* [About this exercise] Repeat the records below verbatim.

[Items listed in a dataset]
* * * * * * *

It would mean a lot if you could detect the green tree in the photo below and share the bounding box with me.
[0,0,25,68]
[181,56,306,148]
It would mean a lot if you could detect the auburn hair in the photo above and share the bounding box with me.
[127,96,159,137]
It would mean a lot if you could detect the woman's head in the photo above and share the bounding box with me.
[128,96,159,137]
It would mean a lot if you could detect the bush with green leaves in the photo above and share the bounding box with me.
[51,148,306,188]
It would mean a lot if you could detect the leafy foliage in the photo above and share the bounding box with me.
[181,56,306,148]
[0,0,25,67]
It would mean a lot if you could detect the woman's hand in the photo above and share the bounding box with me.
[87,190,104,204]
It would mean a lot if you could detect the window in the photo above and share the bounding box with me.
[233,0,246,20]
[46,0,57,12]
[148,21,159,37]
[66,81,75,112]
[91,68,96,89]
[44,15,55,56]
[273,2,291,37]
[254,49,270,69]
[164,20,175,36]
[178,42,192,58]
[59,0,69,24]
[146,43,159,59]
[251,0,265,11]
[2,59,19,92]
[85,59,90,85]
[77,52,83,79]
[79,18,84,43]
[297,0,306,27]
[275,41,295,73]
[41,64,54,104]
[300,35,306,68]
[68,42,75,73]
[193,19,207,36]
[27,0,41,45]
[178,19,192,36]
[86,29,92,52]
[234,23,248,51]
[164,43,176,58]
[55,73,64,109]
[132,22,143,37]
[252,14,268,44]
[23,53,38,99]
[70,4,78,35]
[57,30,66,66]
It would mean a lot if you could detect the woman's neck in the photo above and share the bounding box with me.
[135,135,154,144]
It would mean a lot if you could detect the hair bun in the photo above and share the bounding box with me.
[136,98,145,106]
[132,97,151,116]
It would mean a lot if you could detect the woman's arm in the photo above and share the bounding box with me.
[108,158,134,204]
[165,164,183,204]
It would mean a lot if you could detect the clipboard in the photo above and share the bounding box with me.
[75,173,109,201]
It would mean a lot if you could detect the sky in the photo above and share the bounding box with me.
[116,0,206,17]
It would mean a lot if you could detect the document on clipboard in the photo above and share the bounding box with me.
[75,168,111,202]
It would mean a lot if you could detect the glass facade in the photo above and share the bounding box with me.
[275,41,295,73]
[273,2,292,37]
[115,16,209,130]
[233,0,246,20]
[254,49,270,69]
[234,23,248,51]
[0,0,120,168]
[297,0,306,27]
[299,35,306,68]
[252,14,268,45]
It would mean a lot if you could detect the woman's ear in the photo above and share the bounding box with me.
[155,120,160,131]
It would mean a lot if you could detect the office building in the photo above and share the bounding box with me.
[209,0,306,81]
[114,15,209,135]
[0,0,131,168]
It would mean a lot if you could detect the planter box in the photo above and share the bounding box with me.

* * * * * * *

* [The answer]
It would mean a lot if you could detect the green tree in the photo below and share the bounding box with me.
[0,0,25,68]
[181,56,306,148]
It would mean a lot if you could detect the auburn hair in the photo above and share the bounding box with me.
[127,96,159,137]
It would mean a lot if you could detect the woman's head in the photo above and share the bounding box with me.
[128,96,159,137]
It would mean a lot if you could detect the bush with green leaves in the photo above and share the bounding box with me.
[51,148,306,188]
It would mean a lot if you could detect the leafy foliage in the photo above and share the bounding box with me.
[181,56,306,148]
[0,0,25,67]
It would mean a lot if you could detect the woman's hand in the photo above and share the bounding box with me.
[87,190,104,204]
It would mean a lot if you could detect the window in the photo above and share the bounding box with me.
[233,0,246,20]
[46,0,57,12]
[148,21,159,37]
[66,81,75,112]
[91,68,96,89]
[44,15,55,56]
[273,2,291,37]
[254,49,270,69]
[164,20,175,36]
[178,42,192,58]
[59,0,69,24]
[146,43,159,59]
[251,0,265,11]
[2,59,19,92]
[85,59,90,85]
[77,52,83,79]
[79,18,84,43]
[297,0,306,27]
[275,41,295,73]
[41,64,54,104]
[300,35,306,68]
[68,42,75,73]
[193,19,207,36]
[27,0,41,45]
[178,19,192,36]
[86,29,92,52]
[234,23,248,51]
[164,43,176,58]
[55,73,64,109]
[132,22,143,37]
[252,14,268,44]
[23,53,38,99]
[70,4,78,35]
[57,30,66,66]
It would mean a lot if you could detect the woman's neck in the photo above and share the bounding box with me.
[135,135,154,144]
It would mean a lot if you could detect the hair bun in the photo above and share the bounding box with me.
[136,98,145,106]
[132,97,151,116]
It would mean a lot if you could detect the woman's arm in the photo above and share the bounding box with me.
[108,158,134,204]
[165,164,183,204]
It would mean a lot if you could detect the clipboard in the photo above and share the bounding box with me.
[75,173,109,201]
It would mean a lot if you could detect the sky in the photo above and share the bounding box with me.
[116,0,206,17]
It would mean a lot if you could detect the document on clipboard in the photo above and share the bounding box with me.
[75,168,111,202]
It would mean a lot if you could detect the glass facade in the photo above and share the bounding box with me.
[275,41,295,73]
[273,2,292,37]
[115,16,209,130]
[233,0,246,20]
[254,49,270,69]
[234,23,248,51]
[0,0,120,168]
[297,0,306,27]
[299,35,306,68]
[252,14,268,45]
It would mean a lot if you could detect the woman's ear in the photo above and share the bounding box with me.
[155,120,160,131]
It would mean a lot if you could detect the office building in the photo above and share the bounding box with me.
[209,0,306,81]
[114,15,209,135]
[0,0,131,168]
It would mean a lot if you could detect the planter box in the photo above and share the bounding box with me.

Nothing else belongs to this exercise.